**Exercise brief**
For the material below, return exactly the lines starting at the line containing "258L229 253L190 269L183" and ending at the line containing "box: [287, 22, 376, 57]", both ends included, and no others.
[Opening Dataset records section]
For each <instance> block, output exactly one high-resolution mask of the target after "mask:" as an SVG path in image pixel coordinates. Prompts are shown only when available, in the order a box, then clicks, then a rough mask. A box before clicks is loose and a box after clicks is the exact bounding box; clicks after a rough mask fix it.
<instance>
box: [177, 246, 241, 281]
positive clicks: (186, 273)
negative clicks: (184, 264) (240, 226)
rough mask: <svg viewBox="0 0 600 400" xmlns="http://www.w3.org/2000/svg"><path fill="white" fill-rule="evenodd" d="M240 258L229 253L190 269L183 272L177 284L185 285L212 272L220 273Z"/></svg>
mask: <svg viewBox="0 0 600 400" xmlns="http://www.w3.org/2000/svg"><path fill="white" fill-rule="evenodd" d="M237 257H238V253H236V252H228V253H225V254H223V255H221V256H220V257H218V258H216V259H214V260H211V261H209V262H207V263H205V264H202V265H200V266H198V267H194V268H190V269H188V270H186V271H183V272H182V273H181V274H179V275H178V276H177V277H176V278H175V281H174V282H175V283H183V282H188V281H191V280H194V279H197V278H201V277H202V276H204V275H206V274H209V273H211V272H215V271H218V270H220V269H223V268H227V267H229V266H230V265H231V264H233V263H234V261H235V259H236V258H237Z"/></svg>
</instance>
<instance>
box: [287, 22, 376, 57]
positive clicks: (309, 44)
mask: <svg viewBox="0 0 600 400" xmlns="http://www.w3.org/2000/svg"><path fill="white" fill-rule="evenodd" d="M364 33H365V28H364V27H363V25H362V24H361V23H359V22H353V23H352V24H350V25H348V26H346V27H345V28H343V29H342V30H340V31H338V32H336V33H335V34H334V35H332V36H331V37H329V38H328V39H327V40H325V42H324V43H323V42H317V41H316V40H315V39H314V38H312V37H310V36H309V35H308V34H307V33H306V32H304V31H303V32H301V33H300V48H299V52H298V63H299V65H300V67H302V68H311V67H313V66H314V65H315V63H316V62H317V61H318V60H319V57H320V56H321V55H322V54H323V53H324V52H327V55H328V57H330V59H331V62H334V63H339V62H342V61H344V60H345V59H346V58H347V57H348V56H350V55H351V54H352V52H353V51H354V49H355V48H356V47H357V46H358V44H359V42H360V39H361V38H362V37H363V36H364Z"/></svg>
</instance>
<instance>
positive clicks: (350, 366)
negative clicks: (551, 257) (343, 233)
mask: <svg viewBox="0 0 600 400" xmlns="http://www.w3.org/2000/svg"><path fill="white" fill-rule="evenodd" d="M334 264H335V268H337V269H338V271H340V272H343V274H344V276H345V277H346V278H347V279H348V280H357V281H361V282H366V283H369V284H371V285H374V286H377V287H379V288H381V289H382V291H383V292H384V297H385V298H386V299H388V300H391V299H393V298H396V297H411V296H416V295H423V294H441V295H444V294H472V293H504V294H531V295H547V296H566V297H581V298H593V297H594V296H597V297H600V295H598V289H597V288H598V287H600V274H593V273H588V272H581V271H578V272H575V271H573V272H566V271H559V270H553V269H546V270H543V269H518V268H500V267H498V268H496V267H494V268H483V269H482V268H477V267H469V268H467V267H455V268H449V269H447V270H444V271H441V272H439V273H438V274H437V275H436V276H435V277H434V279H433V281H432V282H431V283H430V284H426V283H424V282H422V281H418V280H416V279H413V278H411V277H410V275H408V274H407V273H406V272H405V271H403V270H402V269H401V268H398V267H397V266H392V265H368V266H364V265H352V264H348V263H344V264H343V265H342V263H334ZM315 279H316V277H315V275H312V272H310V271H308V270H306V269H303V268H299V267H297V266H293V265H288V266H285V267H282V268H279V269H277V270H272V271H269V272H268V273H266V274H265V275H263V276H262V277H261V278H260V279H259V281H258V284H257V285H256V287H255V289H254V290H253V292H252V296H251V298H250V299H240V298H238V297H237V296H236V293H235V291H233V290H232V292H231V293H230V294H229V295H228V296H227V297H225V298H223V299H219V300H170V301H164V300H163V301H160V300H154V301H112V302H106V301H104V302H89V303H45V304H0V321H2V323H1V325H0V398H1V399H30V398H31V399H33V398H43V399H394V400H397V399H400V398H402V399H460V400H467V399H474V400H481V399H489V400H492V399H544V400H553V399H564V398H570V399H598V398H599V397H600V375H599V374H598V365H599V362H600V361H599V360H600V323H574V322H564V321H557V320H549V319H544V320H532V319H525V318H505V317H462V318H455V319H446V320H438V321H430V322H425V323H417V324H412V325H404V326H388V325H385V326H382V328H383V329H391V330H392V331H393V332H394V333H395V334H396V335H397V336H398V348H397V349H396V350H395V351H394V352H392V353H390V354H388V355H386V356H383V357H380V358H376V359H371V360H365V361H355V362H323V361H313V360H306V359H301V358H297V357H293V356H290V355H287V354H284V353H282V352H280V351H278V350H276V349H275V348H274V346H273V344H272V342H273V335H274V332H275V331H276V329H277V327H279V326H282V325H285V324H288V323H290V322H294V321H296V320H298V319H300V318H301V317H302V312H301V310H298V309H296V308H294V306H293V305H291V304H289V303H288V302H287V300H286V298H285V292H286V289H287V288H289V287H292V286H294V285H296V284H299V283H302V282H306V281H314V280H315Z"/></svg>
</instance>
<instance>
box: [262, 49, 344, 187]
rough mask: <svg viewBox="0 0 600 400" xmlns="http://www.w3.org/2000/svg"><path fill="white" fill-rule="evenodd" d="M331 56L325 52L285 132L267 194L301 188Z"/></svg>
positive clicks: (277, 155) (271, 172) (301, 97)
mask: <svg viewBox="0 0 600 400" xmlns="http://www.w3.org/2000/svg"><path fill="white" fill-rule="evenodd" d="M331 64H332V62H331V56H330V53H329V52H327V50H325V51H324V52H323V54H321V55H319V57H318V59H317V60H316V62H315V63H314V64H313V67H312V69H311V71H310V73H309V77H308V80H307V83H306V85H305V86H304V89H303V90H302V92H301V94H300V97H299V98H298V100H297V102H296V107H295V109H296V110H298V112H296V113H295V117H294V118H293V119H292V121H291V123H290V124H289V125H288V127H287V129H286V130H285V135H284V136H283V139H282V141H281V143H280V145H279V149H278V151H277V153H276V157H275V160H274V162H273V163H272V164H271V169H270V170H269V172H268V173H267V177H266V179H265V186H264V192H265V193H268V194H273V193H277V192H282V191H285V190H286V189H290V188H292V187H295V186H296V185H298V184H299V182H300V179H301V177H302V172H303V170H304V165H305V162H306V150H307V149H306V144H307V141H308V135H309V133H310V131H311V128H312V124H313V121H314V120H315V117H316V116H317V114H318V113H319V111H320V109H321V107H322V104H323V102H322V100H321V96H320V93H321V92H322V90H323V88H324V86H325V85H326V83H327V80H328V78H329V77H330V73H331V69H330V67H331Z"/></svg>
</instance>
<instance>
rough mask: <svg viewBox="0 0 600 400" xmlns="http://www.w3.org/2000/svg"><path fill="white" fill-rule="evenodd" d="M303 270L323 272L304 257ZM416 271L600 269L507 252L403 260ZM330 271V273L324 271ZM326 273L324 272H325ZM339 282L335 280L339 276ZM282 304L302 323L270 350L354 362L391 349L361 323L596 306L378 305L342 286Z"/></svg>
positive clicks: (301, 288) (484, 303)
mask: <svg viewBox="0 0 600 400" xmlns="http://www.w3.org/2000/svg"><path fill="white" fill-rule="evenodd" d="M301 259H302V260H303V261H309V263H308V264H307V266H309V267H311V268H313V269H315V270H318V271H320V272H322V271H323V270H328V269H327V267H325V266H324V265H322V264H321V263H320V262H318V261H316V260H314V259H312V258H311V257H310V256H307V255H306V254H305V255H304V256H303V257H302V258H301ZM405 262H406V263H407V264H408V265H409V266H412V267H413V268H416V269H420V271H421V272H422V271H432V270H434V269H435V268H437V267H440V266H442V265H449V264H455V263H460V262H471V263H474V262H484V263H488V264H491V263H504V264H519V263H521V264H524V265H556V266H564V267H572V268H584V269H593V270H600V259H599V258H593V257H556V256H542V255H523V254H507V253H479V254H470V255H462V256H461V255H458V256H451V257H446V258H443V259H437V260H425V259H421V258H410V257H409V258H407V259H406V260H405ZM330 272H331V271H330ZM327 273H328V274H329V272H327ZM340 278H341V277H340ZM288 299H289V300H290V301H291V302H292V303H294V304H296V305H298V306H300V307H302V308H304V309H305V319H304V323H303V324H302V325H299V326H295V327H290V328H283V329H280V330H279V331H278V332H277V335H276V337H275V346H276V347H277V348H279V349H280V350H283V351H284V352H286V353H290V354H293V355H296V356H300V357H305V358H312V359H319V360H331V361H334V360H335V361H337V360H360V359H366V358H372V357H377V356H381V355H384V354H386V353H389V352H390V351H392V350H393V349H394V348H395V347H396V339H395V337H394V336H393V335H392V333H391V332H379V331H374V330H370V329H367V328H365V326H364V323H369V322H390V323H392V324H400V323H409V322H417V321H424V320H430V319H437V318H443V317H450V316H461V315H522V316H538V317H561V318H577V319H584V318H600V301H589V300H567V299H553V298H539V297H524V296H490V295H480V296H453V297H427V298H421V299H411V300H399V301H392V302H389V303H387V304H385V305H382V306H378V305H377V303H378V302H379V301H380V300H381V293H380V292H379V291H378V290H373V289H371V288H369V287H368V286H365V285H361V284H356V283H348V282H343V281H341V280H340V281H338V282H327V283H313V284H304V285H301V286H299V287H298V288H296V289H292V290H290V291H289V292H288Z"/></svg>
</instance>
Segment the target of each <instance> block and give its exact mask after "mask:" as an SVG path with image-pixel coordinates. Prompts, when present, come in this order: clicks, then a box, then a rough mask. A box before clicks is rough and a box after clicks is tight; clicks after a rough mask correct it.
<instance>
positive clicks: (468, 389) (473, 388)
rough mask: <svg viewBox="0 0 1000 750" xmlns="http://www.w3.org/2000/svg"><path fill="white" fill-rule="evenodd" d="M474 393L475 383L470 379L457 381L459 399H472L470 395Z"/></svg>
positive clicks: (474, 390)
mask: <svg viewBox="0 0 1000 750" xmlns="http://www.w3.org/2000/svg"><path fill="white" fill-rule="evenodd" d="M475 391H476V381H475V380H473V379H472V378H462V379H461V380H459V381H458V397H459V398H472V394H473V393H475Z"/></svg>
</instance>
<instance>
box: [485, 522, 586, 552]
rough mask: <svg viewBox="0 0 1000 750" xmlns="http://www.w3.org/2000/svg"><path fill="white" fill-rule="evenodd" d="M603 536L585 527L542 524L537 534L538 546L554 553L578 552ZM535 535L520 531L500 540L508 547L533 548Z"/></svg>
[Closing Dataset records section]
**Completed task**
rough mask: <svg viewBox="0 0 600 400" xmlns="http://www.w3.org/2000/svg"><path fill="white" fill-rule="evenodd" d="M240 258L229 253L190 269L183 272L177 284L185 285L212 272L220 273Z"/></svg>
mask: <svg viewBox="0 0 600 400" xmlns="http://www.w3.org/2000/svg"><path fill="white" fill-rule="evenodd" d="M237 257H238V253H236V252H228V253H225V254H223V255H221V256H220V257H218V258H216V259H214V260H211V261H209V262H207V263H205V264H202V265H200V266H198V267H194V268H190V269H188V270H186V271H183V272H182V273H181V274H179V275H178V276H177V277H176V278H175V281H174V282H175V283H183V282H188V281H191V280H194V279H197V278H201V277H202V276H204V275H206V274H209V273H211V272H215V271H218V270H220V269H223V268H227V267H229V266H230V265H231V264H233V263H234V261H235V259H236V258H237Z"/></svg>
</instance>
<instance>
box: [287, 22, 376, 57]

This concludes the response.